# Document extract
»»

To do so, we consider three distinct sources of data: the images of the Fort McMurray evacuation, as recorded on several widely viewed YouTube videos posted during or immediately after the evacuation; the public comments posted to news stories that either incorporated or linked to footage from those privately produced videos; and Premier Notley’s first five press conferences and updates that occurred during the first three days after the mandatory evacuation was ordered.

We conclude that in her crisis communication, Notley used an effective strategy to emphasize “bolstering” and “corrective action” messages.1 Furthermore, although the narrative of the fire, as set by online images and commentary, framed the fire differently than Notley and her government did, her crisis communication efforts implicitly addressed many of those alternative frames, and did so in a manner that emphasized collaborative action and positive outcomes.

Setting the Stage for Crisis: The Importance of Initial Communications

Our contention is that the initial organizational communication responses to a crisis situation can be very enlightening. Because public and media interest is so focused on the crisis, the initial communications messages from the organization deemed responsible can reveal both expected organizational characteristics and those that otherwise could have remained hidden. In other words, organizations dealing with the pressure of a crisis tend to make or break their public responses early on. Early organizational communication missteps or misstatements can reveal unintended negative organizational characteristics and cause long-term reputational issues. Conversely, successful crisis communication typically expands from timely, appropriate, and well-measured organizational responses early on in the crisis and reinforces existing key points of legitimacy related to that organization.

In those instances when a politician or leader speaks about the scope, severity, impact of a crisis and the mitigation strategy by which they hope to bring it under control, those statements function to define for the public what the crisis is and how it is best managed. By framing the crisis as such, successful crisis communication endeavours to set the agenda for the news coverage of a crisis.

««

# Exercises
1. List the three sources of data that the passage on crisis communication during the Fort McMurray evacuation says it considers.
2. In the listing below, identify each line containing the word "Give", and copy those lines. Case counts.

# Stored rows
»»

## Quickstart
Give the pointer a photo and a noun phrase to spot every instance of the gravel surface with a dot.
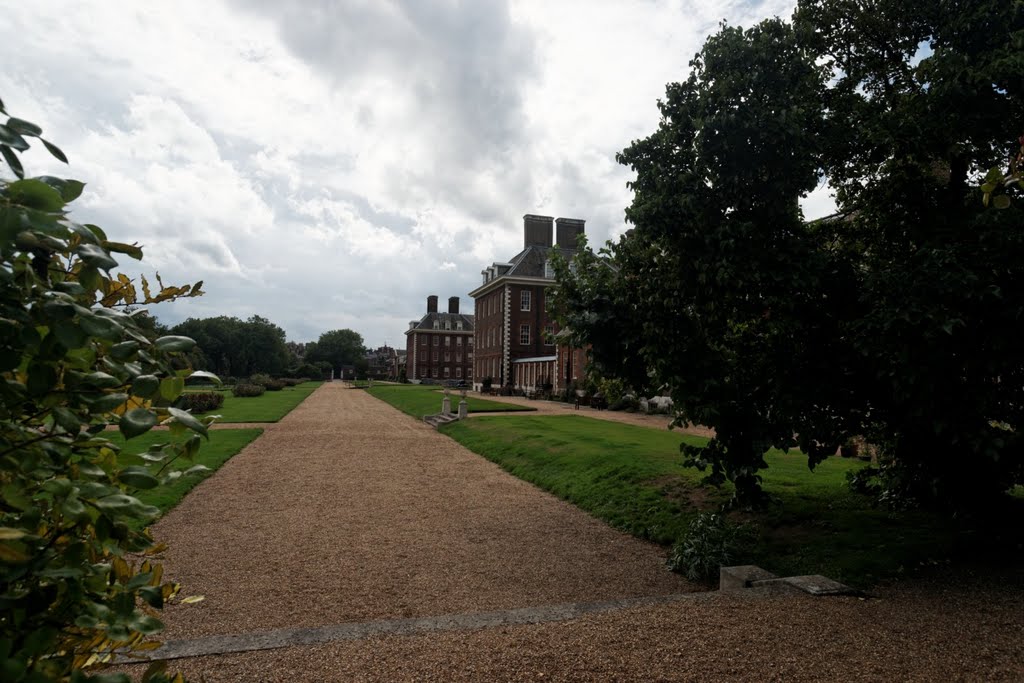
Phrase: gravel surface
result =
(910, 633)
(349, 511)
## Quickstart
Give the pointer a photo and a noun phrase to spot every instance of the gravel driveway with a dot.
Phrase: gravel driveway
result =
(348, 511)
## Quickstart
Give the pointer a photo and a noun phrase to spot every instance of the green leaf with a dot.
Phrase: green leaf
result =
(35, 195)
(70, 189)
(107, 402)
(136, 422)
(124, 350)
(137, 477)
(171, 387)
(24, 127)
(202, 374)
(103, 328)
(54, 150)
(188, 420)
(95, 256)
(12, 161)
(174, 343)
(10, 136)
(146, 386)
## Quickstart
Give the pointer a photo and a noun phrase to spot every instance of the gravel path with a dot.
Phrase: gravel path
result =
(349, 511)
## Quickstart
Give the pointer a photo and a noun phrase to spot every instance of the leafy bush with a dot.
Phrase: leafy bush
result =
(626, 402)
(710, 543)
(248, 390)
(202, 401)
(261, 379)
(77, 582)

««

# Answer list
1.
1. Images of the Fort McMurray evacuation recorded on several widely viewed YouTube videos posted during or immediately after the evacuation
2. Public comments posted to news stories that either incorporated or linked to footage from those privately produced videos
3. Premier Notley's first five press conferences and updates during the first three days after the mandatory evacuation was ordered

2.
Give the pointer a photo and a noun phrase to spot every instance of the gravel surface with a dot.
Give the pointer a photo and a noun phrase to spot every instance of the gravel driveway with a dot.
Give the pointer a photo and a noun phrase to spot every instance of the green leaf with a dot.
Give the pointer a photo and a noun phrase to spot every instance of the gravel path with a dot.
Give the pointer a photo and a noun phrase to spot every instance of the leafy bush with a dot.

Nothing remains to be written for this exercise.